◆ **PROBLEM TO WORK ON**:
Copy the entries below word for word, leaving out the pictures.

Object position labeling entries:
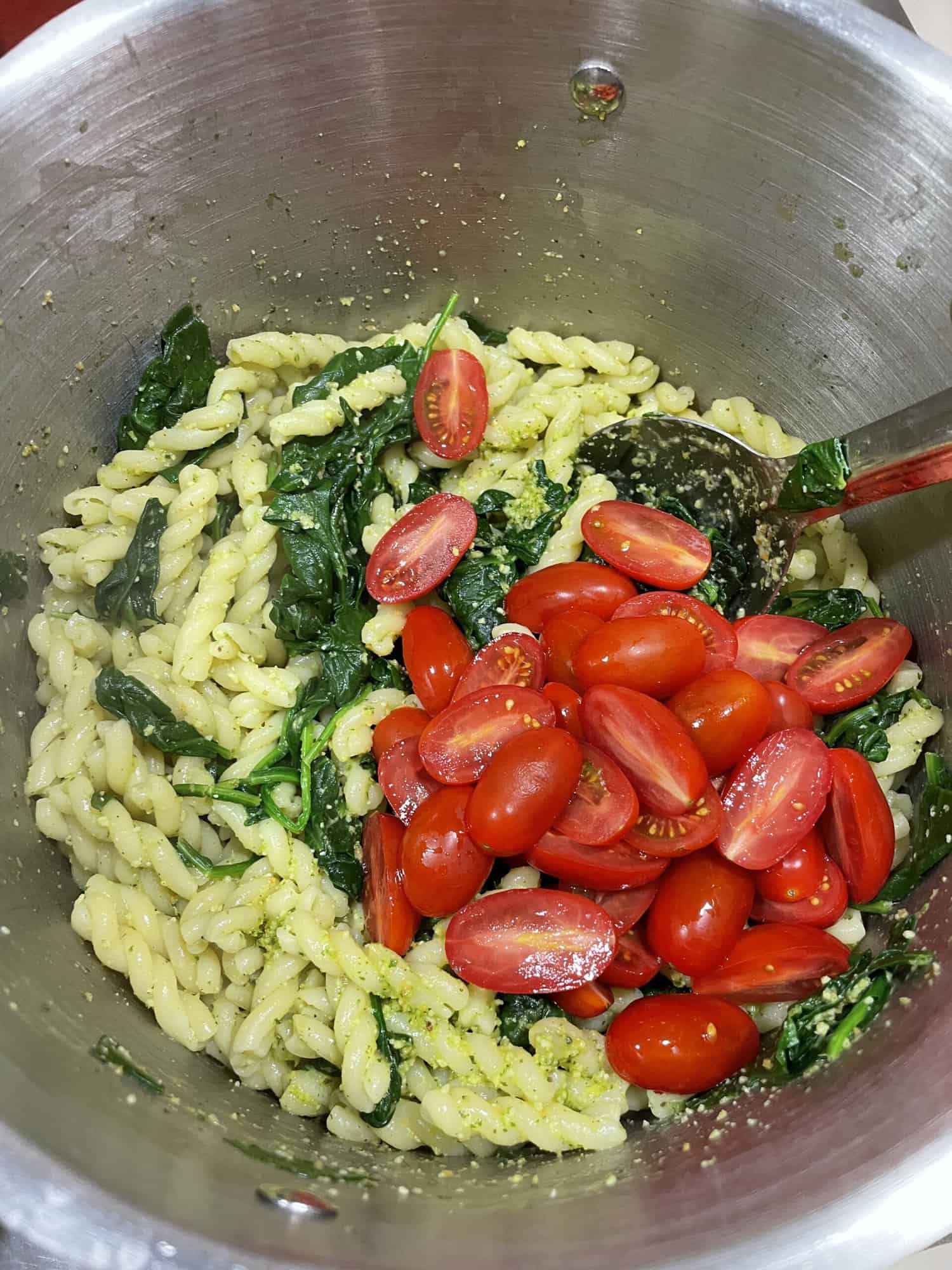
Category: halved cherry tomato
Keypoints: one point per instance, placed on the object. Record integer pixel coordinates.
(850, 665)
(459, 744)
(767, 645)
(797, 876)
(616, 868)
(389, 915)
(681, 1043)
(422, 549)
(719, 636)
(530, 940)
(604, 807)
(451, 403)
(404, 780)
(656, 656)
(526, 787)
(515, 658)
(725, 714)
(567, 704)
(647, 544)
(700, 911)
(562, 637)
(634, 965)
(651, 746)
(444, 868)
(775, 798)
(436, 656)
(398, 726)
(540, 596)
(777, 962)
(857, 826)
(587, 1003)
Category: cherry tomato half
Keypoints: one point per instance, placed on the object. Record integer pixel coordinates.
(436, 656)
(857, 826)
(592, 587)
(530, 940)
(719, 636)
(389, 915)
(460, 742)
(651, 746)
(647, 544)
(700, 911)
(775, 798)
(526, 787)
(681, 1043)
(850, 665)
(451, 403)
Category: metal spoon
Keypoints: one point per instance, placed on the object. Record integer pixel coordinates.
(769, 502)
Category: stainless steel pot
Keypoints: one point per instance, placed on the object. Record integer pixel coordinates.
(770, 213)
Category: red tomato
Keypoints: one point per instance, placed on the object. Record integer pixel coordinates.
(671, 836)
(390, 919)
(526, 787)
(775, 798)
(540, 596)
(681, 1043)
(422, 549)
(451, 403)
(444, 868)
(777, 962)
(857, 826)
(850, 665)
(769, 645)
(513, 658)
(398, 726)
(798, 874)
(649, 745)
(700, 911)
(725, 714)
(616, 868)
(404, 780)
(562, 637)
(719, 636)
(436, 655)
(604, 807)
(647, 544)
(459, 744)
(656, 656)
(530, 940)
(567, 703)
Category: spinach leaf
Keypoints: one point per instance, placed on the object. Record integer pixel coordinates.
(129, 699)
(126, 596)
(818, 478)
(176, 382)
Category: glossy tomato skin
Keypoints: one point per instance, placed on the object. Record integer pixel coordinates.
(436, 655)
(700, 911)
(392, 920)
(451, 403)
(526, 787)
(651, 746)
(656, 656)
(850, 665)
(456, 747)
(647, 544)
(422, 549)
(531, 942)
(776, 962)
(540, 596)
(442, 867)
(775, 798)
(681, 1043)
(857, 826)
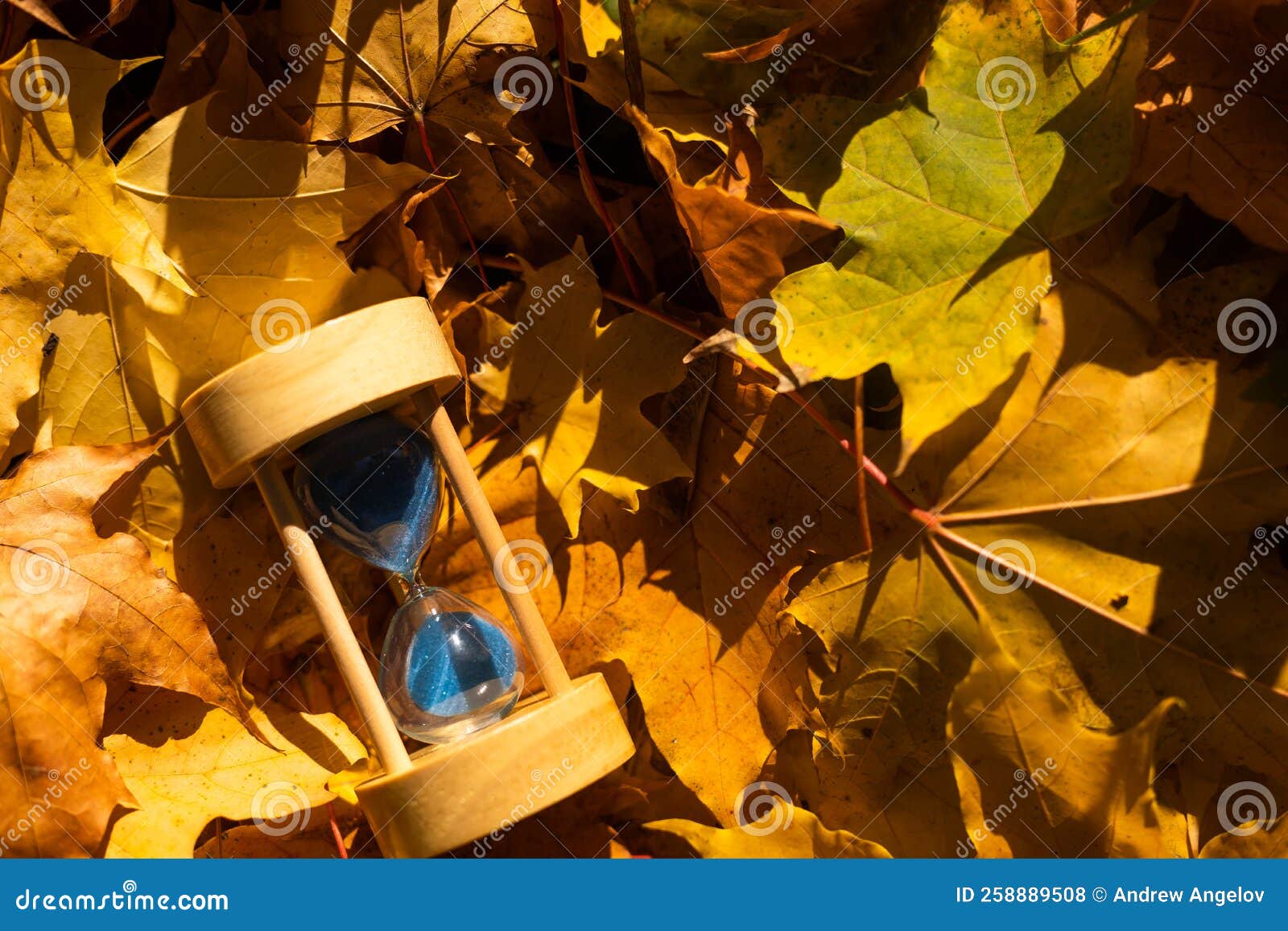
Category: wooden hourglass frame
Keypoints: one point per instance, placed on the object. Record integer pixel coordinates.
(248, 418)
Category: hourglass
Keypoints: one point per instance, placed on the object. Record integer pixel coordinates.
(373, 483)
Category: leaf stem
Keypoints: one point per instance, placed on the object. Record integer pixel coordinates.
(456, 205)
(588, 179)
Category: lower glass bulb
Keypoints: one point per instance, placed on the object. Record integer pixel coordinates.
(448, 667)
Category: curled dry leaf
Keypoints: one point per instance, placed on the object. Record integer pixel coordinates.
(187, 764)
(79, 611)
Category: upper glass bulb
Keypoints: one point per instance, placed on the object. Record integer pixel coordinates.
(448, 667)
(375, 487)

◆ **ANSWER TO THIS TASK**:
Category: halved cherry tomato
Keypoints: one point per instance, placed on the object. Record integer pixel coordinates.
(850, 665)
(459, 744)
(767, 645)
(797, 876)
(616, 868)
(389, 915)
(681, 1043)
(422, 549)
(719, 636)
(530, 940)
(604, 807)
(451, 403)
(404, 780)
(656, 656)
(526, 787)
(515, 658)
(725, 714)
(567, 704)
(647, 544)
(700, 911)
(562, 637)
(634, 965)
(651, 746)
(444, 868)
(775, 798)
(436, 656)
(398, 726)
(540, 596)
(777, 962)
(857, 826)
(587, 1003)
Category: cherry tomato half
Keypoints: one point per instance, placed on the object. Record integer pixel coordinates.
(436, 656)
(857, 826)
(592, 587)
(530, 940)
(719, 636)
(389, 915)
(460, 742)
(651, 746)
(647, 544)
(700, 911)
(775, 798)
(526, 787)
(681, 1043)
(850, 665)
(451, 403)
Category: metal spoon
Keypoints: one point per instance, placed on the object. Record integer pixel coordinates.
(769, 502)
Category: stainless steel pot
Keypoints: one point per instance, placed on the object. Record integer pixel coordinates.
(770, 213)
Category: red tomato
Keypoints: one point per instance, placed on the object. Record integer pixel coordinates.
(671, 836)
(390, 919)
(526, 787)
(775, 798)
(540, 596)
(681, 1043)
(422, 549)
(451, 403)
(444, 868)
(777, 962)
(857, 826)
(850, 665)
(769, 645)
(513, 658)
(398, 726)
(798, 874)
(649, 745)
(700, 911)
(725, 714)
(616, 868)
(404, 780)
(562, 637)
(719, 636)
(436, 655)
(604, 807)
(647, 544)
(459, 744)
(656, 656)
(530, 940)
(567, 703)
Category: spinach leaf
Keypoints: one point per instance, placed on the object. Record integer pixel coordinates.
(129, 699)
(126, 596)
(818, 478)
(176, 382)
Category: glossy tomato skin
Keypoints: one point per instance, placed on the object. Record integer pixel coordinates.
(436, 655)
(700, 911)
(392, 920)
(451, 403)
(526, 787)
(651, 746)
(656, 656)
(850, 665)
(456, 747)
(647, 544)
(422, 549)
(531, 942)
(776, 962)
(540, 596)
(442, 867)
(775, 798)
(681, 1043)
(857, 826)
Category: wooden hourglass frame
Keypoints: one point per instance, placed on the object. Record integer pixel coordinates.
(248, 418)
Category: hourglass
Keypoints: one point per instance, placed on the object. Record integer pixel coordinates.
(373, 483)
Category: leaf stem
Keypoints: one point per instance, placed on the object. Record integer pixel coordinates.
(456, 205)
(588, 179)
Category: lower glass bulb
Keypoints: one point per instance, placed on the object. Record integer pixel coordinates.
(448, 667)
Category: curled dry leaf
Keypoints: one point per instance, placed on the object. Record integer pixel coordinates.
(187, 764)
(79, 611)
Category: upper glass bulb
Keypoints: one point per instance, placed on the object. Record integer pixel coordinates.
(448, 667)
(375, 487)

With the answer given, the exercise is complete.